**Set exercise**
Pick out every line of the data below that contains the word "green" and copy each such line in full.

**Listing**
━━━━━━━━━━━━━━━━

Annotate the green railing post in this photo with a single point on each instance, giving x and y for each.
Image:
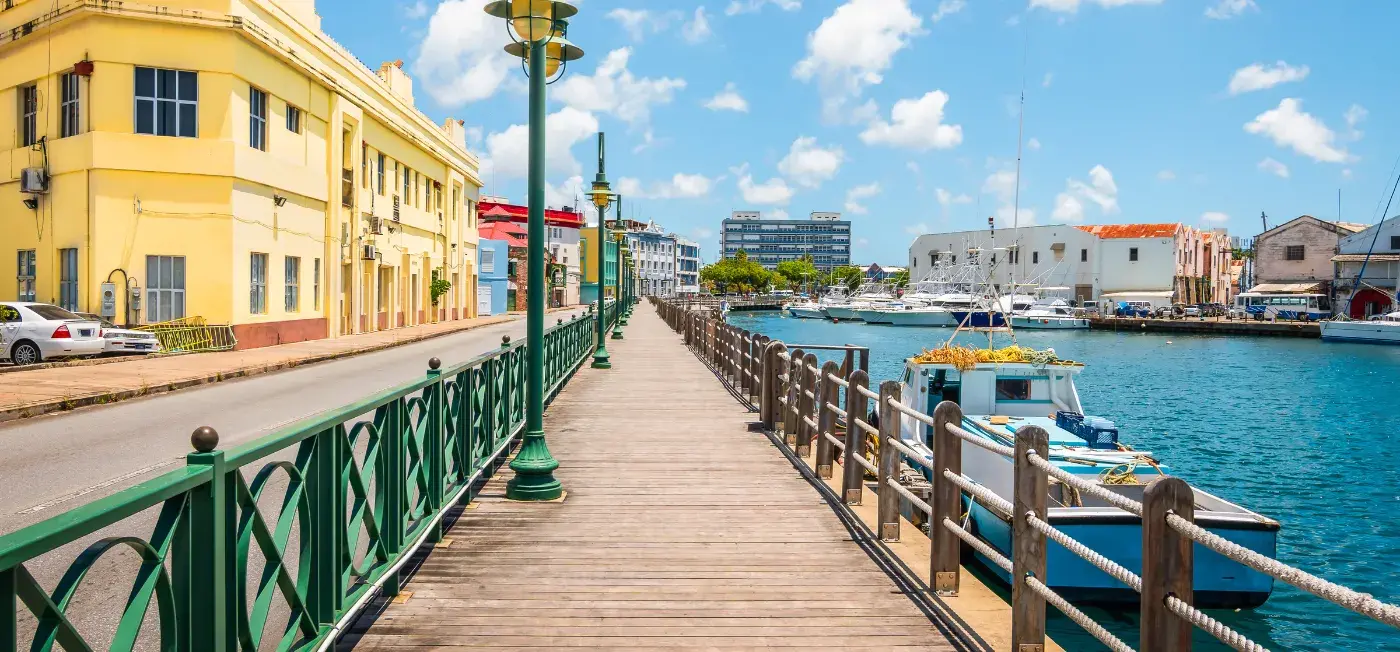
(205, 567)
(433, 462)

━━━━━━━━━━━━━━━━

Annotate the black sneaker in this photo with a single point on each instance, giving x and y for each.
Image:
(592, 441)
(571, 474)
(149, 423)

━━━━━━━━━━━━━━━━

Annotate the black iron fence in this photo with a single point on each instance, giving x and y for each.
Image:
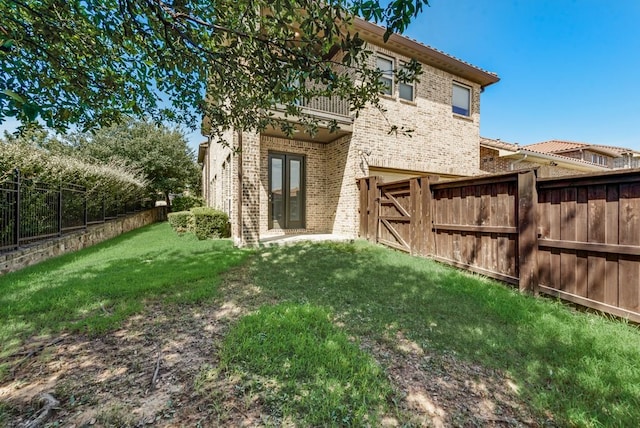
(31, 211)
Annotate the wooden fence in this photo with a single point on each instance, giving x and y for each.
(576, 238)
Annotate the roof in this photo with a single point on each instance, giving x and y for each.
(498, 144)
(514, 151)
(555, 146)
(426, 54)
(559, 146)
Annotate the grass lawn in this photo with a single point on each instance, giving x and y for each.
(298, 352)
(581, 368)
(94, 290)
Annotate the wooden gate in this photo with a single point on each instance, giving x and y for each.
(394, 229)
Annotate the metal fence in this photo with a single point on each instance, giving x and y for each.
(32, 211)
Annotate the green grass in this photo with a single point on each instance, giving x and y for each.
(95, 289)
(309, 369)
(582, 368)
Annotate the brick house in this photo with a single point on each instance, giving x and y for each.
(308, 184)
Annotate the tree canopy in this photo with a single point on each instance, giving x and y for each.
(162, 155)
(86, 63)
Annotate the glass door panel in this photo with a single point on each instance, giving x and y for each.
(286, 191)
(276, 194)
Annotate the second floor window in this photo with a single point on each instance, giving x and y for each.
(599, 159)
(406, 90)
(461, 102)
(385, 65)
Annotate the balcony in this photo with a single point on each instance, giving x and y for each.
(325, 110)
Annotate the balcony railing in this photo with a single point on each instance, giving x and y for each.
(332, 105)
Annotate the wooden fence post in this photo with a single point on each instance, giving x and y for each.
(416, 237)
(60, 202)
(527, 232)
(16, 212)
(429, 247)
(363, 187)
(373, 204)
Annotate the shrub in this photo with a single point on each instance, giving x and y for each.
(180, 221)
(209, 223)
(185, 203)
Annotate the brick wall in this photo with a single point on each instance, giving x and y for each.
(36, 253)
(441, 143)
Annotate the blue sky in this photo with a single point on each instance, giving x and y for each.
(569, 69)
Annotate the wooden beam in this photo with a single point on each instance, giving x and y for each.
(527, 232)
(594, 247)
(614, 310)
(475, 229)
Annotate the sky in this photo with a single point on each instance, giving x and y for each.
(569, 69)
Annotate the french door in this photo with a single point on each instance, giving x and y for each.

━━━━━━━━━━━━━━━━

**Task output**
Annotate the green railing post in this photo with a single point on each instance, giving x and y for each.
Annotate the green grass in this photo with a single point on each instance, giving x and y for each.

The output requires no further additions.